* _Directions_
Continue the passage about the UK's fastest-growing companies from where it stops.

* _Exercise passage_
Glencar Construction is the fourth-fastest-growing company. It develops distribution warehousing and is building the UK's first vaccine manufacturing and innovation centre. Other high-ranking entries include Chilly’s, a maker of fashionable reusable bottles, and toothbrush maker Happybrush.

Several of those on the list provide services and hardware around renewable energy as companies ramp up their zero-carbon plans ahead of the COP26 climate change conference in Glasgow this autumn.

Bulb Energy — the six-year-old energy provider that claims to offer 100 per cent renewable electricity — enters the list for the first time, heading straight to the top, while rival Octopus Energy also features in the top 25.

Octopus founder Greg Jackson says the business continued to see “exponential growth” up to and through the pandemic. “We are at the intersection of two [booming] sectors in energy and technology,” he says.

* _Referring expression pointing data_

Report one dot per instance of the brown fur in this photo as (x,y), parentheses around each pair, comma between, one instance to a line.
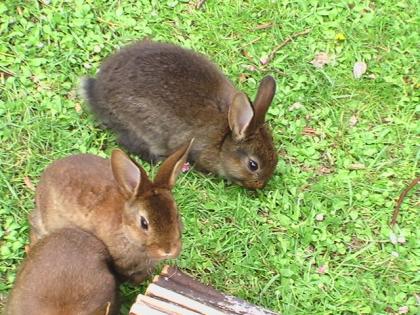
(108,198)
(156,96)
(65,273)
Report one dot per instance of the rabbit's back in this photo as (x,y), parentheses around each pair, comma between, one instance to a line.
(71,192)
(156,95)
(67,272)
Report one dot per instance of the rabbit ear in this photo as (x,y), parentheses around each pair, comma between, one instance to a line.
(263,99)
(171,167)
(128,175)
(102,310)
(240,116)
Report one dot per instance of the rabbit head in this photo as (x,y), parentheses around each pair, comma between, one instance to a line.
(150,216)
(248,153)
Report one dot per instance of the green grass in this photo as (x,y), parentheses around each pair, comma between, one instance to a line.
(265,247)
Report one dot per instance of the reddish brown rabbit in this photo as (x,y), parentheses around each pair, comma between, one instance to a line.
(65,273)
(156,96)
(136,218)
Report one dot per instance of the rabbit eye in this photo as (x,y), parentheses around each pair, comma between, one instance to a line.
(144,224)
(252,165)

* _Answer section_
Octopus last year raised money from Tokyo Gas and Origin Energy, large energy groups in Japan and Australia. “There was a queue of investors,” Jackson says. “London has long been the hub for fintechs but energy tech is equally as strong. The same themes underpin both: heavy regulation, the need for big data to drive efficiencies and consumers that have been underserved and overcharged.”

Charlie Jardine, chief executive of EO Charging, which provides charging points for electric vehicles, and ranks 27th on the list, agrees that the inflection point for energy tech has arrived. He points to the prospect of further growth in the next few years, given that “companies are committing to electric fleets by 2030-40”. 

EO became profitable last year, and he expects it to remain so as “the economics of EVs are stacking up”, for both consumer and fleet use.

Bulb, Octopus and EO are all based in the UK, but are growing in other regions. Jackson and Jardine say the UK is the best place in the world to be a disruptive energy company.

“The government does a good job of laying foundations,” says EO’s Jardine, “but the market is growing regardless of government help.”

Hamburg and Stockholm are new entrants to the ranking’s top 10 cities by number of companies. And, for the first time, Italy is the country with the most entries — 269 — followed by Germany and France. Giant’s Stadlen says this is partly due to Italian industry investing directly into the nation’s start-ups.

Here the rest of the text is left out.